= DATA ROWS =
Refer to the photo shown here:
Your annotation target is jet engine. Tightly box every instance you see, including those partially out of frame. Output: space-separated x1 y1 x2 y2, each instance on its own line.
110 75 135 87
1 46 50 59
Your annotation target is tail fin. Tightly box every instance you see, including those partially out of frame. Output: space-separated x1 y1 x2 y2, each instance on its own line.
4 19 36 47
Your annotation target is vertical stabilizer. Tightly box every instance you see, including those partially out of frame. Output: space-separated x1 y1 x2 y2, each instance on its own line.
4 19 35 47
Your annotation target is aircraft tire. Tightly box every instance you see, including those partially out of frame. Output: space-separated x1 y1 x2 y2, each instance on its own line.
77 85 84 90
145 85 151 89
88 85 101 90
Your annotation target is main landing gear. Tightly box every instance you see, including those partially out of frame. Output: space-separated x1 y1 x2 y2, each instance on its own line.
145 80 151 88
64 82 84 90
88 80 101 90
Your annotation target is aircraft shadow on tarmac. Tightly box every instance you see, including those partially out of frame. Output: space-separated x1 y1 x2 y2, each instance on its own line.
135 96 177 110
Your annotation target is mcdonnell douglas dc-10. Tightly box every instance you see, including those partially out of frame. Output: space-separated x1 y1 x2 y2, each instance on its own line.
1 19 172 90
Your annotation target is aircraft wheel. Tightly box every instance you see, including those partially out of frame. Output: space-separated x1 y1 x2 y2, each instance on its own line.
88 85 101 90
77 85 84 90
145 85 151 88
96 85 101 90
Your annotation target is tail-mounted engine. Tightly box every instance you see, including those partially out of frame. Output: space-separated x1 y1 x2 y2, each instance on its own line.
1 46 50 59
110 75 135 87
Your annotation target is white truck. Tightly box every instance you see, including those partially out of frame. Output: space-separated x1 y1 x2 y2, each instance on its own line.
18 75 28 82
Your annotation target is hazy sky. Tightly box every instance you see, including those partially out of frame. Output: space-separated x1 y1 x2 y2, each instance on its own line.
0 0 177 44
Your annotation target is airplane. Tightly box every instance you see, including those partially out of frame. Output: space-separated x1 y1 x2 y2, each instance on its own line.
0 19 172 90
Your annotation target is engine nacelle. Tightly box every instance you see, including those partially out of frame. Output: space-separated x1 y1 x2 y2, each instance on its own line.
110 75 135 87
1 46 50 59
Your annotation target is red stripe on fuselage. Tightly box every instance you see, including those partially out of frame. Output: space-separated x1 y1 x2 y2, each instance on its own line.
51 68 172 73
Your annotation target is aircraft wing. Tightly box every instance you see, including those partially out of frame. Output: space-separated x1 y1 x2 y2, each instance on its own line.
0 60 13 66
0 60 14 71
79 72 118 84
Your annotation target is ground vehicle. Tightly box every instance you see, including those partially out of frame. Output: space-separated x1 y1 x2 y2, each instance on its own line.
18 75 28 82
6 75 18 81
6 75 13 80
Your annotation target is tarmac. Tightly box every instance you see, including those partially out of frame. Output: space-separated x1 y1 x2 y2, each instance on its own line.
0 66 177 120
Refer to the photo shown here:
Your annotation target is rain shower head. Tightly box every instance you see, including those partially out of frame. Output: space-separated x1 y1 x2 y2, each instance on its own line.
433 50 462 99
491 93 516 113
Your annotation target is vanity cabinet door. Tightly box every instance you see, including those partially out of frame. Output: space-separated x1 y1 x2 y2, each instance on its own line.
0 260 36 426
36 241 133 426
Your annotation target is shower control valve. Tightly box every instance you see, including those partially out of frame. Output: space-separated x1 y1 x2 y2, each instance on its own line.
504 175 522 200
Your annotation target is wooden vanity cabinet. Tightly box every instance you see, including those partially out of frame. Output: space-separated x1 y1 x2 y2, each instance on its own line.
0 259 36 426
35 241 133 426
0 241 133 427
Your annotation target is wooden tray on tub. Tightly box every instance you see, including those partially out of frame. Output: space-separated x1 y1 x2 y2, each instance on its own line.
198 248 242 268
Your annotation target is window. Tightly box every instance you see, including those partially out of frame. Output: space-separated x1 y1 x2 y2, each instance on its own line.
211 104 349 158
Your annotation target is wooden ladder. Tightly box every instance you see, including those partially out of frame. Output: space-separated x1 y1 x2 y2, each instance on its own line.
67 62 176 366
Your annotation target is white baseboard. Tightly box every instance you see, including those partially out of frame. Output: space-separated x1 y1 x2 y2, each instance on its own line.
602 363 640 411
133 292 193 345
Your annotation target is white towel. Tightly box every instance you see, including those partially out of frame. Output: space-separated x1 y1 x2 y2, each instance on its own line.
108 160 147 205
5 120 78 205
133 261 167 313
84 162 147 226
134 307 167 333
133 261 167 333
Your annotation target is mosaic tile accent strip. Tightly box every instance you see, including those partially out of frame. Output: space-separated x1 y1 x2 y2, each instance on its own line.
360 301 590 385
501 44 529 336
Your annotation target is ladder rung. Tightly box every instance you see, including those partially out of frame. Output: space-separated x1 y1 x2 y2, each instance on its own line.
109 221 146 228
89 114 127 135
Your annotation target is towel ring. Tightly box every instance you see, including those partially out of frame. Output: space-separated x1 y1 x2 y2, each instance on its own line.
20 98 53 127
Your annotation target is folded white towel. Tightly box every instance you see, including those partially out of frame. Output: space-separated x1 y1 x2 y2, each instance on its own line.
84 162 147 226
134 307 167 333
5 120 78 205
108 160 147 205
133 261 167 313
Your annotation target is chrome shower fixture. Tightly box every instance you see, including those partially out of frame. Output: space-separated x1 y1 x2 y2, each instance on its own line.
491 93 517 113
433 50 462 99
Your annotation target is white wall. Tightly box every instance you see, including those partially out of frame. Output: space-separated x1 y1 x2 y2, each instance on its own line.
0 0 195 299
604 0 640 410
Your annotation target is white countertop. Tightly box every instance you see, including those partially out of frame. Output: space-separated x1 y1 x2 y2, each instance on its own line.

= GIVEN EXERCISE =
Rewrite all of the entries above, switching every "annotation target" to "labeling target" and leaving everything else unchanged.

= RESPONSE FOR THIS EXERCISE =
Refer to the photo shown here:
Your labeling target is jet engine. Tightly box every instance you see, including those partially out of frame. Output: space-separated x1 y1 x2 y2, each instance on its own line.
110 75 135 87
1 46 50 59
Your labeling target is tail fin. Tightly box every instance you see, including those partially out of frame. Output: space-separated x1 y1 x2 y2, each instance on its own line.
4 19 36 47
Your labeling target is vertical stabilizer. Tightly box every instance you see, including those partially out of frame. Output: space-separated x1 y1 x2 y2, each instance on its own line.
4 19 35 47
Your labeling target is aircraft tire. Tightly box every instance you see, including those partially out of frame. Output: space-separated x1 y1 x2 y2, each instance on its own line.
77 85 84 90
145 85 151 89
88 85 101 90
Your labeling target is main landing gear. Tightly box every instance you see, including those partially out of frame. Output: space-separated x1 y1 x2 y2, each instance on its own line.
145 80 151 88
64 82 84 90
88 80 101 90
Your labeling target is aircraft shadow on tarmac. Tightly box every instance you see, including those partially out of frame. Output: space-separated x1 y1 x2 y2, each instance on its own line.
135 96 177 110
Your labeling target is mcdonnell douglas dc-10. Tightly box every instance you see, including those partially out of frame. Output: space-separated x1 y1 x2 y2, each instance on its own line.
1 19 172 90
Your labeling target is aircraft wheel. Tightly box every instance you see, including those partially out of frame. Output: space-separated x1 y1 x2 y2, each instance on its own line.
88 85 101 90
77 85 84 90
145 85 151 88
96 85 101 90
Your labeling target is tail-mounted engine. Tightly box every instance you see, including those partially out of frame. Output: space-separated x1 y1 x2 y2, each instance on its own line.
1 46 50 59
110 75 135 87
Your labeling target is white truck. Tightly box every instance you see, including those partially out of frame. Output: space-separated x1 y1 x2 y2, each instance on its own line.
18 75 28 82
Your labeling target is hazy sky. Tightly box every instance you see, including those partially out of frame. Output: space-separated x1 y1 x2 y2, each instance on its own line.
0 0 177 44
Your labeling target is airplane. Tightly box every instance you see, including those partially out of frame. Output: space-separated x1 y1 x2 y2, each instance on its own line.
0 19 172 90
Your labeling target is engine nacelle. Tightly box every instance you see, including those partially out of frame. Output: space-separated x1 y1 x2 y2, each instance on its own line.
110 75 135 87
1 46 50 59
Your labeling target is red stripe on fuselage. Tightly box every instance you see, including those partially out of frame. Output: space-separated x1 y1 x2 y2, each instance on its own line.
51 68 172 73
Your labeling target is aircraft wing. Tightly box every instance you see, including those partially out of frame. Output: space-separated x1 y1 x2 y2, each instance on its own line.
0 60 13 66
0 60 14 71
79 72 118 84
Your labeling target is ground vehicle. Tightly box every instance you see, including those partially out of frame. Output: space-separated x1 y1 x2 y2, each instance on its own line.
18 75 28 82
6 75 18 81
6 75 13 80
Your labeling target is tarmac. Tightly box every instance you see, including those partially out of frame. Output: space-separated x1 y1 x2 y2, each instance on its own line.
0 66 177 120
Refer to the photo shown here:
Your labeling target is rain shower head. Tightly box every instance you see, including those partially out of frame. Output: space-separated x1 y1 x2 y2, each instance on its own line.
433 50 462 99
491 93 516 113
Your labeling target is vanity cabinet door. Tightly box every instance you see, including those partially out of frame. Output: space-separated x1 y1 x2 y2, each instance on its own line.
0 260 36 426
36 241 133 426
Your labeling target is shower control valve. Tightly box every instance you see, including those partially out of frame. Output: space-separated x1 y1 x2 y2, each instance on its own line.
504 175 522 200
Your labeling target is wooden vanity cabinet. Tightly box every instance you see, including those partially out of frame. Output: space-separated x1 y1 x2 y2, each instance on its own line.
0 259 36 426
35 241 133 426
0 241 133 427
Your labeling target is wooden tray on tub. Tightly box every instance you see, including those partially out of frame. Output: space-separated x1 y1 x2 y2, each instance on its own line.
198 248 242 268
Your labeling target is window. Tightly box every instance you see, including those partially out of frame. Output: space-separated x1 y1 x2 y2, each instance on its own line.
211 104 349 158
Your labeling target is wooden ladder. Tightly box every instance you see, including those partially out of frame. Output: space-separated x1 y1 x2 y2, each instance on its own line.
67 62 176 366
Your labeling target is white baseboard. Tightly box every instance you see, including those partially out of frame. Output: space-separated x1 y1 x2 y2, each instance on its own line.
602 363 640 411
133 292 193 345
Your labeling target is white towel. Tightly box every instance you see, including those partially out of frame. Output: space-separated x1 y1 x2 y2, each instance on its own line.
108 160 147 205
5 120 78 205
133 261 167 313
84 162 147 226
134 307 167 333
133 261 167 333
Your labeling target is mosaic tile accent strip. Tightly box every instance you see, including those partially out of frame. Output: space-separated x1 y1 x2 y2, each instance on its own line.
360 301 590 385
501 44 529 336
Your labeling target is ladder rung. Tightly box every instance you see, including those partially out of frame. Output: space-separated x1 y1 x2 y2, each instance on its own line.
109 221 146 228
89 114 127 135
Your labeling target is towel ring. Tightly box every instance you see, including those partially out of frame. Output: space-separated x1 y1 x2 y2, each instance on its own line.
20 98 53 127
Your labeling target is folded white towel. Tightly box every instance you see, including those partially out of frame. Output: space-separated x1 y1 x2 y2, each instance on its own line.
84 162 147 226
134 307 167 333
5 120 78 205
108 160 147 205
133 261 167 313
Your labeling target is chrome shower fixture. Tightly box every instance you see, including those partially out of frame. Output: space-separated x1 y1 x2 y2, each instance on its own line.
491 93 517 113
433 50 462 99
Your labeling target is white wall. Tightly box every instance you see, including those partially out of frame. Output: space-separated x1 y1 x2 y2, each instance on its own line.
0 0 195 299
604 0 640 410
Your labeling target is white countertop. Tightly box every instance you see, including those partially out of frame. Output: space-separated x1 y1 x2 y2, each instance on its own line.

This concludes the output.